> _Exercise requirements_
Rewrite the data below as a numbered list, one entry per line, skipping any blank lines. Leave the pictures out of your answer.
● ● ● ● ●
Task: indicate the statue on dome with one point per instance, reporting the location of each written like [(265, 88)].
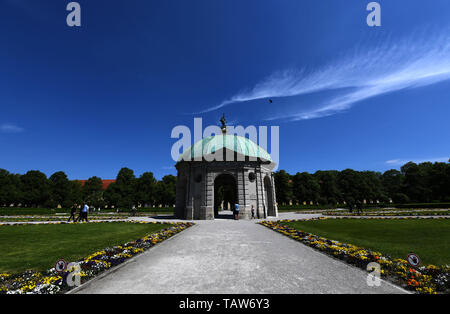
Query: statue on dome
[(224, 125)]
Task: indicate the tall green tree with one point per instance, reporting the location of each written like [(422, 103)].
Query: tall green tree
[(126, 185), (283, 187), (92, 192), (60, 189), (305, 188), (166, 191), (10, 188), (35, 188), (145, 191)]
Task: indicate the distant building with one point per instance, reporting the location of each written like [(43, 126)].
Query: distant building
[(105, 183)]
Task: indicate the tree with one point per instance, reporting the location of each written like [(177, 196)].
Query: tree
[(166, 190), (305, 188), (111, 195), (92, 192), (35, 188), (283, 187), (416, 186), (60, 189), (145, 189), (125, 187), (392, 181), (10, 188), (329, 188)]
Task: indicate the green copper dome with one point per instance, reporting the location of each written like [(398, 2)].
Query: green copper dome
[(239, 144)]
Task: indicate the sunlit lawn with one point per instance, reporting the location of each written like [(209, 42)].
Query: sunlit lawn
[(38, 247), (429, 238)]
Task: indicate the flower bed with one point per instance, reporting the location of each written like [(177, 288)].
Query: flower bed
[(51, 282), (61, 219), (392, 214), (428, 279)]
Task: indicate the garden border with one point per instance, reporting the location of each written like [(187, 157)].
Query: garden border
[(142, 245), (393, 267)]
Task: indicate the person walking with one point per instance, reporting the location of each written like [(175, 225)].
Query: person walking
[(359, 207), (73, 210), (85, 212)]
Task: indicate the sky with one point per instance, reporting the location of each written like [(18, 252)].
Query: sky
[(90, 100)]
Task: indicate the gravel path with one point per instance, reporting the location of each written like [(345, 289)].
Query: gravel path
[(227, 256)]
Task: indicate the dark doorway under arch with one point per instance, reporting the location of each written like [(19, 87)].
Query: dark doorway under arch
[(225, 194), (269, 196)]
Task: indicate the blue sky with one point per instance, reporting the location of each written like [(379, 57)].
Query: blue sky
[(91, 100)]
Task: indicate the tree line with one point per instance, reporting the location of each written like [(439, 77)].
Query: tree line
[(34, 189), (416, 183)]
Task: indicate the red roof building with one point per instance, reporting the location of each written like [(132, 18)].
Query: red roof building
[(105, 183)]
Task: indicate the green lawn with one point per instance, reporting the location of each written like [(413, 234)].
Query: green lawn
[(11, 211), (38, 247), (430, 238)]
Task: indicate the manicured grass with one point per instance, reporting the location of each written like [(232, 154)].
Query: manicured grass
[(429, 238), (12, 211), (38, 247)]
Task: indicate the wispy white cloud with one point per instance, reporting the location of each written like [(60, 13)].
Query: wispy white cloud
[(10, 128), (418, 61), (400, 162)]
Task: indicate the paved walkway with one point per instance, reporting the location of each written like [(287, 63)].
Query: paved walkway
[(227, 256)]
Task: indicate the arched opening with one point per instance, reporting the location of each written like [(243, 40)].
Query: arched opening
[(225, 196), (269, 196), (180, 210)]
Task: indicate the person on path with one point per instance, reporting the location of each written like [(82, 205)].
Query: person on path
[(359, 207), (236, 211), (73, 210), (85, 211)]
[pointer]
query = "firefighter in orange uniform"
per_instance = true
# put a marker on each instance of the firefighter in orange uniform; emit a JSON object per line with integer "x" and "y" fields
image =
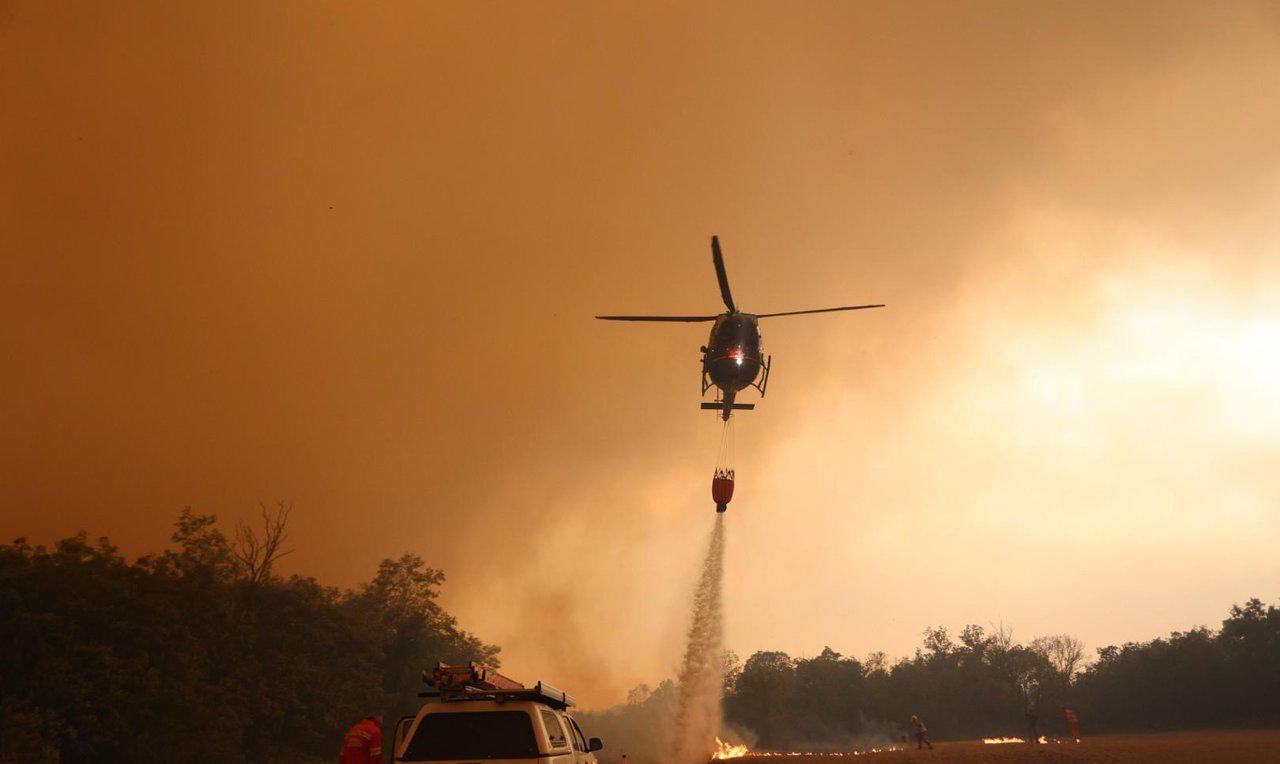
{"x": 364, "y": 742}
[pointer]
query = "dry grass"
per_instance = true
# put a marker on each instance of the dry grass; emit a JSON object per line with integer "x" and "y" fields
{"x": 1174, "y": 748}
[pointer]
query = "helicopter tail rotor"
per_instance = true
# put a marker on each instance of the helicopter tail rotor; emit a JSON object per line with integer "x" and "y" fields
{"x": 721, "y": 275}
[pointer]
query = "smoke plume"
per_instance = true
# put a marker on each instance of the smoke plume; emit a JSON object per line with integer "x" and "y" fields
{"x": 702, "y": 672}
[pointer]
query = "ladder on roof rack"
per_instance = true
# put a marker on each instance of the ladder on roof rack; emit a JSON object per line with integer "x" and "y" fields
{"x": 539, "y": 692}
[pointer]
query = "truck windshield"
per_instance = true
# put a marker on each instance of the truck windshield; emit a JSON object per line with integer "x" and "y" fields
{"x": 478, "y": 735}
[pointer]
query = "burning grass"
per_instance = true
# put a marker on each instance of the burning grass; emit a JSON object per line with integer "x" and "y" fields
{"x": 1256, "y": 746}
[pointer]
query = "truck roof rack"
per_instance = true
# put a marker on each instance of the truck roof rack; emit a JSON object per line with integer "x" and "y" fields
{"x": 539, "y": 692}
{"x": 476, "y": 681}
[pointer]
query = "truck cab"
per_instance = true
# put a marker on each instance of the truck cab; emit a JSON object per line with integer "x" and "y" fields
{"x": 496, "y": 726}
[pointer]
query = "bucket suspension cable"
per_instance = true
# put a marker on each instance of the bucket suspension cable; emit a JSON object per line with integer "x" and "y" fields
{"x": 722, "y": 477}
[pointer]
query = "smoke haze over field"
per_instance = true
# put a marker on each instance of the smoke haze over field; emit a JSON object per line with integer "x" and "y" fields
{"x": 347, "y": 256}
● ● ● ● ●
> _Reply to the exercise_
1. Task: indicate the statue on dome with one point per instance, reporting the location of each written like [(265, 88)].
2. Query: statue on dome
3. [(224, 125)]
4. Task: indicate the tall green tree with one point per instance, reporting the location of each written like [(422, 103)].
5. Query: tall green tree
6. [(126, 185), (283, 187), (92, 192), (60, 189), (305, 188), (166, 191), (10, 188), (35, 188), (145, 191)]
7. Task: indicate the distant building with one point per instance, reporting the location of each written like [(43, 126)].
8. Query: distant building
9. [(105, 183)]
10. Task: indicate the tree with one point per instance, reporting the location of each written like [(177, 196)].
11. Query: tree
12. [(166, 190), (305, 188), (111, 195), (92, 192), (35, 188), (283, 187), (416, 186), (60, 189), (145, 189), (125, 187), (392, 181), (10, 188), (329, 188)]
13. Task: indicate the green copper dome with one point per instance, reporting the location of each written like [(398, 2)].
14. Query: green copper dome
15. [(239, 144)]
16. Task: indicate the sunlit lawn with one point per instance, reporting the location of each written like [(209, 42)].
17. Query: sunlit lawn
18. [(38, 247), (429, 238)]
19. Task: indicate the flower bed with one point per instance, reporting the location of each written like [(177, 288)].
20. Query: flower bed
21. [(51, 282), (61, 219), (392, 214), (428, 279)]
22. Task: indicate the garden border with one point per instance, reporting the location of each written like [(187, 157)].
23. Query: garden border
24. [(142, 245), (393, 267)]
25. Task: indicate the person walking with one point per instance, reporting the location of each written like [(175, 225)].
26. Query: person walking
27. [(359, 207), (73, 210), (85, 212)]
28. Task: indicate the sky with one point per instance, reporting the location of each written like [(18, 252)].
29. Query: sky
30. [(90, 100)]
31. Task: indicate the gravel path with one point per instance, reporting the location of each written like [(345, 289)].
32. Query: gravel path
33. [(227, 256)]
34. Task: indicate the dark doorway under arch with one point per instance, reporting the location of each written like [(19, 87)].
35. Query: dark doorway under arch
36. [(225, 194), (269, 196)]
37. Task: indicate the blue sky with one point per instance, reporting the location of each written like [(379, 57)].
38. Query: blue sky
39. [(91, 100)]
40. Task: indicate the tree line with one point per instance, reporting the location of each written like [(439, 77)].
41. Query: tree line
42. [(34, 189), (416, 183)]
43. Task: indicate the red roof building with one point per instance, reporting the location of each written like [(132, 18)].
44. Query: red roof building
45. [(105, 183)]
46. Task: indicate the green lawn with one point per instance, reporting the location of each written like [(413, 234)].
47. Query: green lawn
48. [(11, 211), (38, 247), (430, 238)]
49. Task: indicate the manicured grass with one point per instance, reporting the location of each written like [(232, 154)].
50. Query: manicured grass
51. [(429, 238), (12, 211), (38, 247)]
52. Task: indicate the wispy white cloud with one point per instance, reporting the location of each written like [(60, 13)].
53. Query: wispy white cloud
54. [(10, 128), (418, 61), (400, 162)]
55. Task: indicate the paved walkway with one point per instance, reporting the location of each written like [(287, 63)].
56. Query: paved walkway
57. [(227, 256)]
58. Task: indicate the arched opening with one point per instance, reporting the location of each written like [(243, 40)].
59. Query: arched opening
60. [(225, 196), (269, 196), (180, 210)]
61. Task: indicate the person on path with one point per instance, reporting the location of each written like [(82, 205)].
62. Query: person on path
63. [(359, 207), (236, 211), (73, 210), (85, 211)]
64. [pointer]
65. query = "firefighter in orange uniform"
66. per_instance = true
67. # put a marker on each instance of the firefighter in orange uniform; emit a JSON object per line with integer "x" and "y" fields
68. image =
69. {"x": 364, "y": 742}
70. [pointer]
71. query = "dry grass"
72. per_instance = true
73. # put a marker on each instance of the dry grass; emit a JSON object per line with integer "x" and "y" fields
74. {"x": 1174, "y": 748}
75. [pointer]
76. query = "helicopter tail rotor"
77. per_instance = true
78. # put a marker on each instance of the helicopter tail rotor; emit a JSON object per line with integer "x" and "y" fields
79. {"x": 721, "y": 275}
80. [pointer]
81. query = "smoke plume"
82. per_instance = true
83. # put a marker on each instance of the smoke plume; emit a JSON object per line with integer "x" and "y" fields
84. {"x": 702, "y": 672}
85. [pointer]
86. query = "ladder on roof rack"
87. per_instance = true
88. # put a marker on each instance of the ladder on roof rack; emit a JSON object per line with integer "x" and "y" fields
89. {"x": 539, "y": 692}
90. [pointer]
91. query = "truck windshield"
92. per_instance = true
93. # put a marker on each instance of the truck windshield; emit a JSON object per line with integer "x" and "y" fields
94. {"x": 478, "y": 735}
95. [pointer]
96. query = "burning grass"
97. per_instance = true
98. # put a marker on each instance of the burning grass; emit a JSON object per line with integer "x" and "y" fields
99. {"x": 1256, "y": 746}
100. [pointer]
101. query = "truck roof rack"
102. per_instance = true
103. # put a marker on each instance of the truck roof rack; emit a JSON object per line with integer "x" and "y" fields
104. {"x": 539, "y": 692}
105. {"x": 476, "y": 681}
106. [pointer]
107. query = "truck cab"
108. per_instance = true
109. # put a marker on each instance of the truck cab; emit a JSON object per line with integer "x" and "y" fields
110. {"x": 496, "y": 726}
111. [pointer]
112. query = "bucket suspension cable"
113. per_instance = true
114. # put a marker on each instance of the bucket suspension cable; emit a JSON object per line with integer "x" and "y" fields
115. {"x": 722, "y": 477}
116. [pointer]
117. query = "smoke haze over field"
118. per_instance = true
119. # put a marker on each instance of the smoke haze over field; emit a JSON object per line with integer "x" and "y" fields
120. {"x": 347, "y": 256}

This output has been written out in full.